Estratto da leggere:
ROMA, domenica, 21 novembre 2010 (ZENIT.org).- La Corte Suprema degli Stati Uniti ha recentemente trattato il tema dell’opportunità o meno di consentire ai minori l’acquisto o il noleggio di videogiochi di natura violenta.

Secondo le notizie della stampa, i giudici non hanno reagito in modo univoco, né secondo i consueti schieramenti che assumono sulle questioni sottoposte al loro esame.

Il caso riguarda una legge della California del 2005 che vieta la vendita ai minori di videogiochi eccessivamente violenti. La legge è stata firmata, come taluni hanno ironicamente osservato, da un ex attore noto per i suoi film violenti, il governatore Arnold Schwarzenegger. Dopo essere stata bocciata dai tribunali inferiori, la normativa è ora arrivata all’attenzione della Corte Suprema.

Le questioni emerse dal dibattimento variano dal perché si dovrebbero stigmatizzare i videogiochi e non considerare anche la violenza nei fumetti o nella musica rap alla possibilità di considerarli come una forma di espressione artistica, secondo quanto riferito dal Wall Street Journal il 3 novembre.

“Il nostro Paese non ha una tradizione che insegna ai bambini a guardare persone che picchiano le ragazze sulla testa con una pala finché non chiedono pietà, che si mostrano malvagie al punto da decapitarle o che sparano la gente alle gambe per farla cadere”, ha detto il presidente della Corte John Roberts, secondo quanto riferito dall’Associated Press il 2 novembre.

Per contro, il giudice Antonin Scalia si è detto preoccupato per il rispetto del Primo Emendamento, secondo cui “il Congresso non emana leggi che limitino la libertà di espressione”. E ha aggiunto: “La libertà di espressione non è mai stata intesa nel senso di escludere la raffigurazione della violenza. Lei ci sta chiedendo di creare una proibizione totalmente nuova che il popolo americano non ha mai considerato quando ha ratificato il Primo Emendamento”.

Secondo la notizia dell’Associated Press, i tribunali di altri sei Stati hanno bocciato divieti simili.

Libertà di espressione

“I videogiochi, anche quelli violenti, consentono la libera espressione da parte dei giocatori, così come gli strumenti musicali consentono la libera espressione dei musicisti”, ha scritto Daniel Greenberg, grafico e autore di videogiochi, in un articolo d’opinione apparso sul Washington Post del 31 ottobre.

“Nessuno nel Governo ha titolo di decidere quali giochi non consentono la libera espressione, anche se l’espressione è quella di un quindicenne”, ha sostenuto. Greenberg ha anche osservato che le autorità della California non hanno prodotto prove convincenti del fatto che i videogiochi provochino danni psicologici ai minori.

Sulla stessa linea delle argomentazioni emerse nella Corte, si è espresso anche un collaboratore della rivista PC World, JR Raphael, che in un articolo non datato apparso sul loro sito Internet ha condannato la legge.

Compito assegnato:
Prosegui l'articolo sulla legge californiana contro la vendita di videogiochi violenti ai minori, ripartendo subito dopo l'ultima frase riportata.

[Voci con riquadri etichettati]

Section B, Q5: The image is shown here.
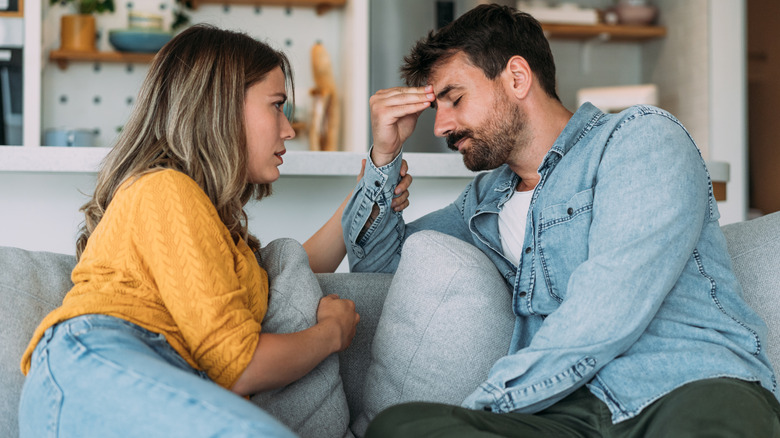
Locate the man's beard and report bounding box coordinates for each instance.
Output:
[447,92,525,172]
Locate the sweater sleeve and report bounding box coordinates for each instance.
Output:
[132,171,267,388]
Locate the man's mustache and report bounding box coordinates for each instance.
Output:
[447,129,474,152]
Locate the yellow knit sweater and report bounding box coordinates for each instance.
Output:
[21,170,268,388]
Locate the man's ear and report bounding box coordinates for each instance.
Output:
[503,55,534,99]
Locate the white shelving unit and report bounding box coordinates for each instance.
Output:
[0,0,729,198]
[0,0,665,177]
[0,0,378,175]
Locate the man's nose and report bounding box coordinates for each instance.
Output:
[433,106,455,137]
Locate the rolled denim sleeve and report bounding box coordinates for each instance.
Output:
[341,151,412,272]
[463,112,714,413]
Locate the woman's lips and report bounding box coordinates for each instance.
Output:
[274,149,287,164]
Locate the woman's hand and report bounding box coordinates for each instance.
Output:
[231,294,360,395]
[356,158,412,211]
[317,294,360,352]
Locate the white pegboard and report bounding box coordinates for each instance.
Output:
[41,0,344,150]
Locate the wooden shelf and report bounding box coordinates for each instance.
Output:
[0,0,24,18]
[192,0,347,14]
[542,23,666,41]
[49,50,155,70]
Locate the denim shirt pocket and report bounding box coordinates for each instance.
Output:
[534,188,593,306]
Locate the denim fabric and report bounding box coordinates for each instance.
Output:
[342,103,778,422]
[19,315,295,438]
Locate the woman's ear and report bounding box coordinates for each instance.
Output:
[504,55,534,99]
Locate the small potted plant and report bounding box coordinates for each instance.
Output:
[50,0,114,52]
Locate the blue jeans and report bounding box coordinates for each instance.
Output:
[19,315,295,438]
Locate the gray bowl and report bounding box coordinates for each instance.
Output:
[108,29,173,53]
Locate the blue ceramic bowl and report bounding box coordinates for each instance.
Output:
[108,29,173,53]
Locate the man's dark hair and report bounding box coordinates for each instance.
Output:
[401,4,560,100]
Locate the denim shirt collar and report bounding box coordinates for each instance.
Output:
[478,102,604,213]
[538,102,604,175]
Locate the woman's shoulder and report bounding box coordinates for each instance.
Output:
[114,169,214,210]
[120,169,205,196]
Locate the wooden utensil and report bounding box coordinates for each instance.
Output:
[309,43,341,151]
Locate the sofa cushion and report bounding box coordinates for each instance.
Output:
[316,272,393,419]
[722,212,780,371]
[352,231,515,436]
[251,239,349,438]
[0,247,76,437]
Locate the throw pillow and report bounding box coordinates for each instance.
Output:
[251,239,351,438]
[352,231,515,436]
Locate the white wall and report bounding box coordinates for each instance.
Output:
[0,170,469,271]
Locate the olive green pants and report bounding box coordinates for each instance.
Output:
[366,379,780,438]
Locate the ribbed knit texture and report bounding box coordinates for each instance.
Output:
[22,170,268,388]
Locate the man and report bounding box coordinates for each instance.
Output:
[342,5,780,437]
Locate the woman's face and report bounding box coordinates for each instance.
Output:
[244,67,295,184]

...

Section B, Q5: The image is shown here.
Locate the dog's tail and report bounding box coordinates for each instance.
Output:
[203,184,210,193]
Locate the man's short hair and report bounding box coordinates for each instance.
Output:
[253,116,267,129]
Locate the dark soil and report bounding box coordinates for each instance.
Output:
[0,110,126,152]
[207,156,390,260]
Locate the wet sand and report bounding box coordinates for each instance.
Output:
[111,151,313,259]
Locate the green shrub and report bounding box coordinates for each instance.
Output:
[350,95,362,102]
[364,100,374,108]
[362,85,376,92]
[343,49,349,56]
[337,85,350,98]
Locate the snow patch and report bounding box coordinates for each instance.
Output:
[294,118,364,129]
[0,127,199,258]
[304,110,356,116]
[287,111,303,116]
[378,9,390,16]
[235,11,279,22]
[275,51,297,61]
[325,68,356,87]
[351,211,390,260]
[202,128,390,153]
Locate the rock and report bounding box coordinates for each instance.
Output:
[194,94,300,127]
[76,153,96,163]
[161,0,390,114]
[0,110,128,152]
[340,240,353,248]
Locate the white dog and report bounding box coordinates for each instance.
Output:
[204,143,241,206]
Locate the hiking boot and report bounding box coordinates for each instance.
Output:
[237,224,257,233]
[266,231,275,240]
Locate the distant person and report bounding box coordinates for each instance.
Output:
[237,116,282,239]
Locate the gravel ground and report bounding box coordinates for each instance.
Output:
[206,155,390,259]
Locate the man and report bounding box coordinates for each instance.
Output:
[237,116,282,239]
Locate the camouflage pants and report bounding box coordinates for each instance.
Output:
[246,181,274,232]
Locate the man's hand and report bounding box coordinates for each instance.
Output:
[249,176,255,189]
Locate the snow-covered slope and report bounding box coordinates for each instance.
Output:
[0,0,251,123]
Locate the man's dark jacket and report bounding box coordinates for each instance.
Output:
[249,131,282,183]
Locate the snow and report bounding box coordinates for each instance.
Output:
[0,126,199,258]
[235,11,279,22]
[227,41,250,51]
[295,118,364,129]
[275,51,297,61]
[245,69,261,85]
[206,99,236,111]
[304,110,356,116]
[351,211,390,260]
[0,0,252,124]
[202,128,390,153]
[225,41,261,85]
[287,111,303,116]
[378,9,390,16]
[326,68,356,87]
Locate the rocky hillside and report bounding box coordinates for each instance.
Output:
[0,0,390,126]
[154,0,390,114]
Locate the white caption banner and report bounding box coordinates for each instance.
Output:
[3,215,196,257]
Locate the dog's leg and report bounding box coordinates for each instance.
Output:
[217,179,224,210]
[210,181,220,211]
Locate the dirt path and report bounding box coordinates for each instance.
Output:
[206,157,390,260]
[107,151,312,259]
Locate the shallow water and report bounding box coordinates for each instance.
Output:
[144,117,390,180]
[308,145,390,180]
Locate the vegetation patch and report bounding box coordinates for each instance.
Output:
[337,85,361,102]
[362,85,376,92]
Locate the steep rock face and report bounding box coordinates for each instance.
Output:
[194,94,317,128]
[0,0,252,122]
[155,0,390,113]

Risultato del compito:
Andando anche oltre le questioni di principio, egli ha evidenziato alcuni problemi pratici derivanti dalla normativa. Secondo il testo della legge, il videogioco violento è quello “in cui la varietà delle opzioni disponibili per il giocatore comprende l’uccisione, la menomazione, lo smembramento o l’aggressione sessuale nei confronti dell’immagine di un essere umano”, in un modo “evidentemente offensivo”, che faccia leva sulle tendenze “devianti o morbose” e manchi di “sostanziale valore letterario, artistico, politico o scientifico”.

“Allora, chi sarà a dire quali videogiochi sono ‘evidentemente offensivi’ e quali non lo sono?”, ha chiesto. Ha poi citato una domanda formulata dal giudice Antonin Scalia: “Quand’è che un videogioco violento diventa ‘deviante’, rispetto ai videogiochi violenti ‘normali’?”.

Gregory K. Laughlin, direttore della biblioteca giuridica della Cumberland School of Law, presso la Samford University, in Alabama, si è espresso a favore della legge in un articolo del 2 novembre pubblicato online sul sito Internet della rivista First Things.

Ha ammesso che gli esperti sono divisi sulla questione se vi sia un nesso tra i videogiochi e il comportamento violento, e ha anche riconosciuto che la questione riguarda proprio la libertà di espressione. In passato, tuttavia, la Corte suprema ha sostenuto l’opportunità di prevedere restrizioni per i minori nel campo della libertà di espressione, ha ricordato.

Più di 40 anni fa, infatti, la Corte suprema aveva sostenuto una legge dello Stato di New York che imponeva restrizioni all’accesso dei minori alle riviste pornografiche. In questa decisione la Corte spiegava che lo Stato aveva titolo di fare questo non sulla base di certezze scientifiche sugli eventuali danni provocati, ma perché “i genitori hanno un interesse allo sviluppo etico e morale dei loro figli e hanno il diritto di essere sostenuti dallo Stato nel portare i figli a diventare eticamente e moralmente adulti”, ha ricordato.

Laughlin ha richiamato anche altre decisioni e ha concluso citando un parere di più di 60 anni fa, formulato dal giudice Robert Jackson, secondo cui “il pericolo è che, se la Corte non tempera la sua logica dottrinaria con un po’ di saggezza pratica, trasformerà il Bill of Rights costituzionale in un patto suicida”.

Consultazione

Un dibattito analogo si è svolto qualche mese fa in Australia, quando al Dipartimento della Giustizia è stato chiesto se potesse essere messo in commercio un videogioco della categoria R18+ (divieto per i minori di 18 anni).

Ancora non è stata emanata una decisione, ma a maggio il Governo ha pubblicato un rapporto sul materiale ricevuto dai cittadini e dalle organizzazioni. Vi sono stati 34 pareri avanzati dal mondo associazionistico, ecclesiastico e industriale. Di questi, 18 erano a favore della classificazione come R18+, mentre 16 erano contrari.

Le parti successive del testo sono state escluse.